- [SOURCE PASSAGE]

+ + +

HORTICULTURE — Garden guide: Things to do this month


By Mary Jane Frogge, Extension Associate

Fall is an excellent time for taking soil samples in your lawn and garden. Soil tests will measure the pH of the soil, organic matter content and the levels of some of the major elements required for plant growth, such as phosphorus and potassium.

Cure pumpkins, butternut and hubbard squash at temperatures between 70–80°F for two or three weeks immediately after harvest. After curing, store them in a dry place at 55–60°F.

Use dried herbs to make fragrant wreaths and dried flower arrangements.

Fall watering is important for trees and shrubs. Continue to water until the soil freezes.

Dig and bring in cannas, dahlias and gladiolus. Dry, clean and store in a cool location free from frost.

Pick bagworms from evergreen shrubs. This will eliminate the spring hatch from over wintered eggs.

Remove leaves from lawn to reduce lawn problems. Compost or shred and use them for mulch.

Plant spring flowering bulbs such as tulips, daffodils and crocus.

+ + +

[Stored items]
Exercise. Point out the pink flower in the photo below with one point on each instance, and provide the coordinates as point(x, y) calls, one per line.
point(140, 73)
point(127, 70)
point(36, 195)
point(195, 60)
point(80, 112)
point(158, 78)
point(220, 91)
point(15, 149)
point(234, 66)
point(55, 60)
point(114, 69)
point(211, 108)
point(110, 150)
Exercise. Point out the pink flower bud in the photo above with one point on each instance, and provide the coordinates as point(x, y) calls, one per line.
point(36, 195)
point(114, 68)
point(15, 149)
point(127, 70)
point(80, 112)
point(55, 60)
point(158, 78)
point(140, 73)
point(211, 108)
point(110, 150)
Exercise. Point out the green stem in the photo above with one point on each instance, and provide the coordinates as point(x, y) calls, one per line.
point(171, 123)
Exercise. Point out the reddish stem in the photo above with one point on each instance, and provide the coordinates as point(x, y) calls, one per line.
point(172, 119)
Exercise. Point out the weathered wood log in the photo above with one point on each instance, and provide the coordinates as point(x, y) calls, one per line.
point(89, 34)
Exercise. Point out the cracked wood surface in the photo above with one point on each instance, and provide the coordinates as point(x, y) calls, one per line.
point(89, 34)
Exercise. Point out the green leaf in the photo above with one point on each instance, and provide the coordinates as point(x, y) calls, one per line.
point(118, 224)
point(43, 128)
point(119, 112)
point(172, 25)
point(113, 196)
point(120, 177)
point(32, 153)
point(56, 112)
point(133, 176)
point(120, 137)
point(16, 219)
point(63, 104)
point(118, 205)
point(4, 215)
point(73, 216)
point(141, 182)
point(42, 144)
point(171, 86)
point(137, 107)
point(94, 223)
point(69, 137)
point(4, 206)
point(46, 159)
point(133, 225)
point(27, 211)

+ + +

- [PROBLEM DESCRIPTION]
Transcribe the garden guide from "HORTICULTURE — Garden" to "the soil freezes.". The records have no connection to the garden guide.

- [SOLUTION]
HORTICULTURE — Garden guide: Things to do this month


By Mary Jane Frogge, Extension Associate

Fall is an excellent time for taking soil samples in your lawn and garden. Soil tests will measure the pH of the soil, organic matter content and the levels of some of the major elements required for plant growth, such as phosphorus and potassium.

Cure pumpkins, butternut and hubbard squash at temperatures between 70–80°F for two or three weeks immediately after harvest. After curing, store them in a dry place at 55–60°F.

Use dried herbs to make fragrant wreaths and dried flower arrangements.

Fall watering is important for trees and shrubs. Continue to water until the soil freezes.